**How to complete this task:** Repeat the entries exactly, and do not carry the pictures over.

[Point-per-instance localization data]

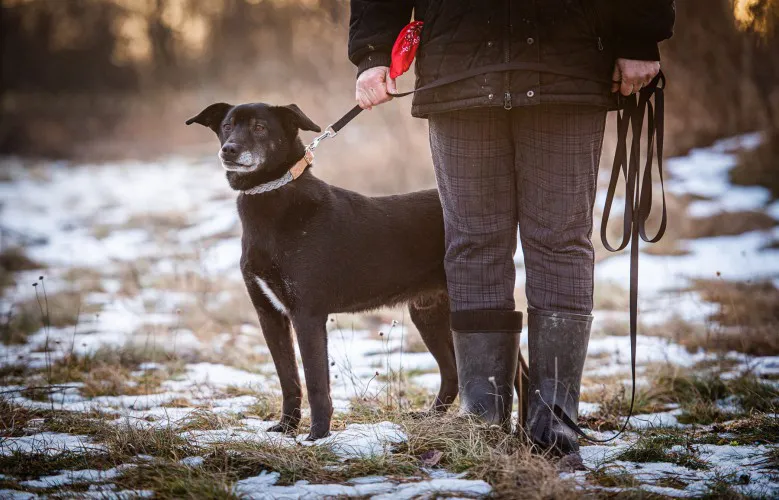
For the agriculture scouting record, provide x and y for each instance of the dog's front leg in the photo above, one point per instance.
(278, 337)
(312, 339)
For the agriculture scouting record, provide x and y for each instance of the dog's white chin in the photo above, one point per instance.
(241, 169)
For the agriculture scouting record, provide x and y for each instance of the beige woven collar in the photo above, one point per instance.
(289, 176)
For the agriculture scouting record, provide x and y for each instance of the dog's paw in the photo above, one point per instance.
(283, 428)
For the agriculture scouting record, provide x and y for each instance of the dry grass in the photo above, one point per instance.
(24, 318)
(503, 460)
(748, 314)
(729, 224)
(759, 167)
(109, 371)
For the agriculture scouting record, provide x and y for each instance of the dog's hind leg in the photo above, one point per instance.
(278, 337)
(430, 315)
(312, 340)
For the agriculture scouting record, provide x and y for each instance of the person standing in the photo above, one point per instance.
(516, 148)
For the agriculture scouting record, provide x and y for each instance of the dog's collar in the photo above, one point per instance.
(289, 176)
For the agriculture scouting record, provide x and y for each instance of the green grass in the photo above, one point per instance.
(24, 466)
(664, 446)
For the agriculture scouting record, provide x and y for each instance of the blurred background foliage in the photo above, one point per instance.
(99, 80)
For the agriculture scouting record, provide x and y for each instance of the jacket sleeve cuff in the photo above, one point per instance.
(372, 60)
(639, 50)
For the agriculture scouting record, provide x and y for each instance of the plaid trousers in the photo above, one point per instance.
(531, 167)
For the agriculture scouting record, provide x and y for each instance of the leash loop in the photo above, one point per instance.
(631, 114)
(637, 208)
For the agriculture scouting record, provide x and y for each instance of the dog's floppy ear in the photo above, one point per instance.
(212, 116)
(292, 115)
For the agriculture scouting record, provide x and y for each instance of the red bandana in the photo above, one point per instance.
(405, 48)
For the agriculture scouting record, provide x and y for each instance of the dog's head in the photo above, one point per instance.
(258, 140)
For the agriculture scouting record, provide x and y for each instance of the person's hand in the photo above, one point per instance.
(631, 75)
(374, 86)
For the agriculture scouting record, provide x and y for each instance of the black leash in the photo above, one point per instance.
(333, 129)
(631, 113)
(638, 204)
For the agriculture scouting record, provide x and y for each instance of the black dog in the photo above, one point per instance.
(311, 249)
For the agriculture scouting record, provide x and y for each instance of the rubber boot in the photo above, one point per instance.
(486, 347)
(558, 345)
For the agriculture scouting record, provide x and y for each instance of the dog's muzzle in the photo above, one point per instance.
(245, 163)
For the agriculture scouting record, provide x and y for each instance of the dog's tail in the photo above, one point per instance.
(521, 385)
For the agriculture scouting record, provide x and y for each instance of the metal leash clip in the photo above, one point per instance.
(328, 133)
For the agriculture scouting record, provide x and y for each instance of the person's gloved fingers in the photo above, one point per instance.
(626, 88)
(616, 79)
(363, 100)
(391, 85)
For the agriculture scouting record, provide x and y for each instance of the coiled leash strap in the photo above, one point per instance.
(638, 204)
(631, 113)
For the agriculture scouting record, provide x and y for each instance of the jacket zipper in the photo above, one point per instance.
(592, 16)
(507, 58)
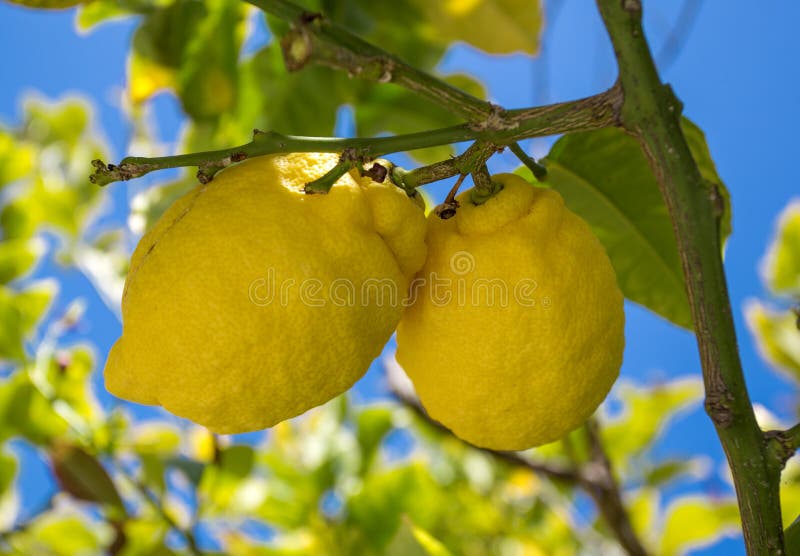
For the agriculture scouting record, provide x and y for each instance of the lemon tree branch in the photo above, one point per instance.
(315, 39)
(594, 112)
(651, 112)
(596, 476)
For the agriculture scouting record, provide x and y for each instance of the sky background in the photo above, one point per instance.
(737, 73)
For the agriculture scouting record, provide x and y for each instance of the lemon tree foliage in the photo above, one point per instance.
(595, 171)
(347, 477)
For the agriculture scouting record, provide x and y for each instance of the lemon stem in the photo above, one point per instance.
(484, 188)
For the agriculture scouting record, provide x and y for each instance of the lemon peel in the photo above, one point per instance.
(512, 372)
(216, 324)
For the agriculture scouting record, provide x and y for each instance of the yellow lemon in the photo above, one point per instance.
(516, 332)
(250, 302)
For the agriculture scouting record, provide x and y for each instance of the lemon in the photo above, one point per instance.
(516, 332)
(250, 302)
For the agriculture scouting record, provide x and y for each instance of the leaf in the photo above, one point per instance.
(81, 475)
(24, 411)
(494, 26)
(777, 337)
(604, 178)
(411, 540)
(17, 256)
(390, 108)
(47, 4)
(20, 312)
(694, 522)
(781, 266)
(192, 47)
(373, 424)
(647, 412)
(792, 538)
(16, 158)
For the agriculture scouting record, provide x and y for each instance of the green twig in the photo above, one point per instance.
(589, 113)
(652, 113)
(539, 171)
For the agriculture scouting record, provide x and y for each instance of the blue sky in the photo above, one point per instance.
(737, 74)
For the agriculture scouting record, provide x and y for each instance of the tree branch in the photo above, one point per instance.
(600, 483)
(596, 477)
(651, 112)
(594, 112)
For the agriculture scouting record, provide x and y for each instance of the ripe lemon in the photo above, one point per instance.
(250, 302)
(516, 331)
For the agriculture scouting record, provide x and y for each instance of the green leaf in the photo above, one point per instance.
(777, 336)
(411, 540)
(494, 26)
(20, 312)
(390, 108)
(63, 533)
(604, 178)
(26, 412)
(47, 4)
(696, 140)
(373, 424)
(792, 538)
(781, 267)
(17, 256)
(192, 47)
(694, 522)
(81, 475)
(377, 510)
(646, 412)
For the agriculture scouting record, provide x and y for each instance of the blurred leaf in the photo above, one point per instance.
(696, 140)
(63, 533)
(16, 159)
(47, 4)
(781, 267)
(19, 314)
(694, 522)
(58, 194)
(411, 540)
(777, 337)
(156, 438)
(643, 511)
(377, 510)
(17, 256)
(192, 47)
(494, 26)
(81, 475)
(605, 178)
(647, 411)
(373, 424)
(24, 411)
(390, 108)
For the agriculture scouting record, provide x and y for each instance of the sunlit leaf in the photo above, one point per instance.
(411, 540)
(494, 26)
(604, 177)
(694, 522)
(647, 411)
(17, 257)
(781, 267)
(19, 314)
(81, 475)
(777, 337)
(24, 411)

**Answer to this problem:**
For the agriculture scouting record, provide x and y for each instance of the dog's front leg in the photo above, one point per instance.
(278, 337)
(312, 339)
For the agriculture scouting record, provide x and y for each instance of the dog's white chin in the photo above, one point per instance.
(241, 169)
For the agriculture scouting record, provide x and y for each instance of the beige woven collar in the photo above, one point per instance.
(289, 176)
For the agriculture scouting record, provide x and y for each instance of the dog's paw in the photo above, one point per instance.
(283, 428)
For the agriculture scouting record, provide x and y for each instance of the dry grass in the photo above, one point per instance.
(24, 318)
(503, 460)
(748, 314)
(729, 224)
(759, 167)
(109, 371)
For the agriculture scouting record, provide x and y for each instance of the dog's hind leg in the photo above, one point per instance.
(278, 337)
(430, 315)
(312, 340)
For the agriculture scouting record, provide x and y for each instance of the person standing in the photo above, one point per instance.
(516, 148)
For the agriculture scouting record, provide x and y for each instance of the dog's collar in the photo above, one point per instance.
(289, 176)
For the agriculture scouting record, provide x and y for each instance of the green grass in the photo above, one point per instance.
(24, 466)
(664, 446)
For the agriculture scouting record, provide x and y for each instance of the blurred background foliage in the photo above, one point per instance.
(99, 80)
For the agriculture scouting record, provide x and y for each instance of the jacket sleeve cuff in the photo above, one point per instance.
(372, 60)
(639, 50)
For the agriculture scouting record, provide x and y for each instance of the plaid trousers in the photo above, one point per instance.
(531, 167)
For the agriculture scouting record, provide x and y for each instance of the leash loop in the photo above, one point per instance.
(631, 114)
(637, 208)
For the agriculture scouting record, provide x and y for each instance of the dog's floppy ear in the photo above, one point per instance.
(212, 116)
(292, 115)
For the agriculture scouting record, provide x and y for each instance of the red bandana in the photo above, one point per instance.
(405, 48)
For the agriculture scouting record, provide x and y for each instance of the dog's head in the photo above, one point per instance.
(258, 140)
For the agriculture scouting record, provide x and y for each instance of the person's hand in the photo above, one point per instance.
(631, 75)
(374, 86)
For the agriculture scouting record, provide x and y for each instance of the black leash in the photo above, one point per instance.
(333, 129)
(631, 113)
(638, 204)
For the agriculture scouting record, provide x and y for each instance of the black dog in the photo above, one point per instance.
(311, 249)
For the agriculture scouting record, provide x and y for each instance of the rubber boot in the photo above, one point per instance.
(486, 347)
(558, 345)
For the agriculture scouting record, provide x and y for each instance of the dog's muzzle in the photo above, one point per instance.
(245, 163)
For the agriculture scouting record, provide x and y for each instance of the dog's tail in the photo above, one point per instance.
(521, 385)
For the agriculture scouting record, provide x and y for each instance of the metal leash clip in the photo above, one point per instance.
(328, 133)
For the agriculture scouting record, provide x and y for each instance of the person's gloved fingers in the photo above, one point per instance.
(626, 88)
(616, 79)
(363, 100)
(391, 85)
For the agriculture scouting record, provide x and y for each instance of the coiled leash strap in the photo above, one point per instance.
(638, 204)
(631, 113)
For the agriculture scouting record, provide x and y for each instance of the jacket zipper in the photo above, one point per instance.
(592, 16)
(507, 58)
For the agriculture scouting record, provide x and y for each instance of the lemon tree branch in the photo above, one point per instance.
(315, 39)
(594, 112)
(651, 112)
(596, 476)
For the agriculture scouting record, provide x and y for each instance of the sky background in the photo above, one point per instance.
(737, 73)
For the agriculture scouting record, provide x and y for each instance of the lemon tree foliage in the photo above, one point per instance.
(595, 171)
(347, 477)
For the agriculture scouting record, provide x and y for each instance of the lemon stem in the photo above, one point per instance.
(484, 188)
For the agriculture scouting record, provide x and y for each instance of the lemon peel in the photo above, one point per instance.
(512, 372)
(216, 324)
For the agriculture scouting record, provide x and y for each instance of the yellow lemon in the photo above, one point per instance.
(516, 332)
(250, 302)
For the agriculture scouting record, provide x and y for each instance of the lemon in the photo above, one point per instance.
(516, 332)
(250, 302)
For the agriculture scouting record, provide x and y for each instance of the leaf in the photo above, one point per instance.
(81, 475)
(24, 411)
(494, 26)
(777, 337)
(604, 178)
(411, 540)
(17, 256)
(390, 108)
(47, 4)
(20, 312)
(694, 522)
(781, 266)
(192, 47)
(373, 424)
(647, 412)
(792, 538)
(16, 158)
For the agriculture scouting record, provide x and y for each instance of the green twig in the photo above, one point per instance.
(589, 113)
(652, 113)
(539, 171)
For the agriculture scouting record, provide x and y for each instance of the blue sky in the photo above, one point per instance.
(737, 74)
For the agriculture scouting record, provide x and y for each instance of the tree branch in the photo above, one point per instance.
(600, 483)
(596, 477)
(651, 112)
(594, 112)
For the agriculture scouting record, provide x and y for each instance of the ripe lemon in the photo above, one point per instance.
(250, 302)
(516, 331)
For the agriculture scouting record, provide x and y for each instance of the green leaf in the photo above, one point per instance.
(777, 336)
(411, 540)
(494, 26)
(20, 312)
(390, 108)
(63, 533)
(604, 178)
(26, 412)
(47, 4)
(696, 140)
(373, 424)
(792, 538)
(781, 267)
(17, 256)
(192, 47)
(694, 522)
(81, 475)
(377, 510)
(646, 412)
For the agriculture scouting record, provide x and y for each instance of the blurred leaf in the photo above, one point per instance.
(696, 140)
(63, 533)
(16, 159)
(47, 4)
(781, 267)
(19, 314)
(694, 522)
(58, 194)
(411, 540)
(777, 337)
(156, 438)
(643, 511)
(377, 510)
(17, 256)
(192, 47)
(494, 26)
(81, 475)
(605, 178)
(647, 411)
(373, 424)
(24, 411)
(390, 108)
For the agriculture scouting record, provide x and y for each instance of the sunlit leaf in the photo above, one point per instance.
(411, 540)
(494, 26)
(604, 177)
(694, 522)
(647, 411)
(17, 257)
(781, 267)
(19, 314)
(81, 475)
(777, 337)
(24, 411)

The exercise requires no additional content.